EXERCISE INSTRUCTIONS: Copy out all of the material below, line for line, with no changes.

PROVIDED RECORDS:
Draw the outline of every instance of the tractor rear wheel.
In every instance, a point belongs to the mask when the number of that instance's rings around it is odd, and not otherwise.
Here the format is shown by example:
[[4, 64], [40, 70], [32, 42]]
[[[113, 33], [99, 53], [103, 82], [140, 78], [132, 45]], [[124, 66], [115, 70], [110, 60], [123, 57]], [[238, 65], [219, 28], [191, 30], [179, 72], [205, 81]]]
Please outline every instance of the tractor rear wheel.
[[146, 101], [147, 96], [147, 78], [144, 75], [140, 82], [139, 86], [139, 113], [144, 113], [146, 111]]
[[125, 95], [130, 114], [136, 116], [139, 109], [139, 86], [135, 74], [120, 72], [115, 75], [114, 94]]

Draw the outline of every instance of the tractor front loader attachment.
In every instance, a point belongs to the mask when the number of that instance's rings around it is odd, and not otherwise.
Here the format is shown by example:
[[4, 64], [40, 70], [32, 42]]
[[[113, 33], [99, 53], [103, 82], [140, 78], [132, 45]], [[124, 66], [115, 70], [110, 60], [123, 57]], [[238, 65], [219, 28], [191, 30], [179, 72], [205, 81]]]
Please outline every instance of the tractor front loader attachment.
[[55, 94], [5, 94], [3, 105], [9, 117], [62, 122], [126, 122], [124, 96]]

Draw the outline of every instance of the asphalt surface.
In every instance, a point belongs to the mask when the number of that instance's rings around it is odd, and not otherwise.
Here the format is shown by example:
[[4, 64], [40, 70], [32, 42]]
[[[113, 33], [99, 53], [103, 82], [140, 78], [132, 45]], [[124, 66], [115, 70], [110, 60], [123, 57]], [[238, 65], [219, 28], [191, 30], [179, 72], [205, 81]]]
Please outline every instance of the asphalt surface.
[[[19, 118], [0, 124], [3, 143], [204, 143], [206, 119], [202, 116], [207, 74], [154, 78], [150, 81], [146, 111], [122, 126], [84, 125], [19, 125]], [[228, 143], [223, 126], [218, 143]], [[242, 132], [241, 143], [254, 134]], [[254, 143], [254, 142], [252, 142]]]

TASK OUTPUT:
Draw the outline of every instance of the tractor rear wheel.
In every instance, a point belongs to the mask when the number of that instance's rings around it is odd, and not otherwise.
Here the format is shown by example:
[[4, 64], [40, 70], [32, 42]]
[[[113, 33], [99, 53], [103, 82], [140, 78], [132, 45]], [[124, 66], [115, 70], [110, 60], [123, 57]], [[238, 65], [219, 28], [191, 30], [179, 72], [205, 81]]]
Please outline every instance of the tractor rear wheel.
[[146, 101], [147, 96], [147, 78], [144, 75], [140, 82], [139, 86], [139, 113], [144, 113], [146, 111]]
[[125, 95], [130, 114], [136, 116], [139, 109], [139, 86], [135, 74], [120, 72], [115, 75], [114, 94]]

Draw the outline of every instance of the tractor front loader attachment.
In every instance, a point belongs to the mask when the number of that instance's rings around it is odd, and not otherwise.
Here the format is shown by example:
[[4, 64], [40, 70], [32, 42]]
[[[113, 33], [99, 53], [103, 82], [140, 78], [132, 45]], [[124, 66], [115, 70], [110, 60], [123, 57]], [[238, 65], [219, 28], [191, 30], [179, 72], [205, 81]]]
Please outline every instance of the tractor front loader attachment.
[[55, 94], [5, 94], [3, 105], [9, 117], [62, 122], [126, 122], [124, 96]]

Draw the outline of every instance of the asphalt surface.
In every instance, a point belongs to the mask when the number of that instance's rings around it is odd, and not otherwise.
Here the format is shown by example:
[[4, 64], [40, 70], [32, 42]]
[[[113, 33], [99, 53], [103, 82], [140, 78], [132, 45]], [[124, 66], [115, 70], [110, 60], [123, 57]], [[238, 65], [219, 28], [191, 30], [179, 72], [205, 81]]]
Please outline every instance of the asphalt surface.
[[[19, 118], [0, 124], [3, 143], [204, 143], [206, 119], [202, 116], [207, 74], [154, 78], [150, 81], [146, 111], [122, 126], [84, 125], [19, 125]], [[228, 143], [223, 126], [218, 143]], [[242, 132], [241, 143], [254, 134]], [[254, 143], [254, 142], [252, 142]]]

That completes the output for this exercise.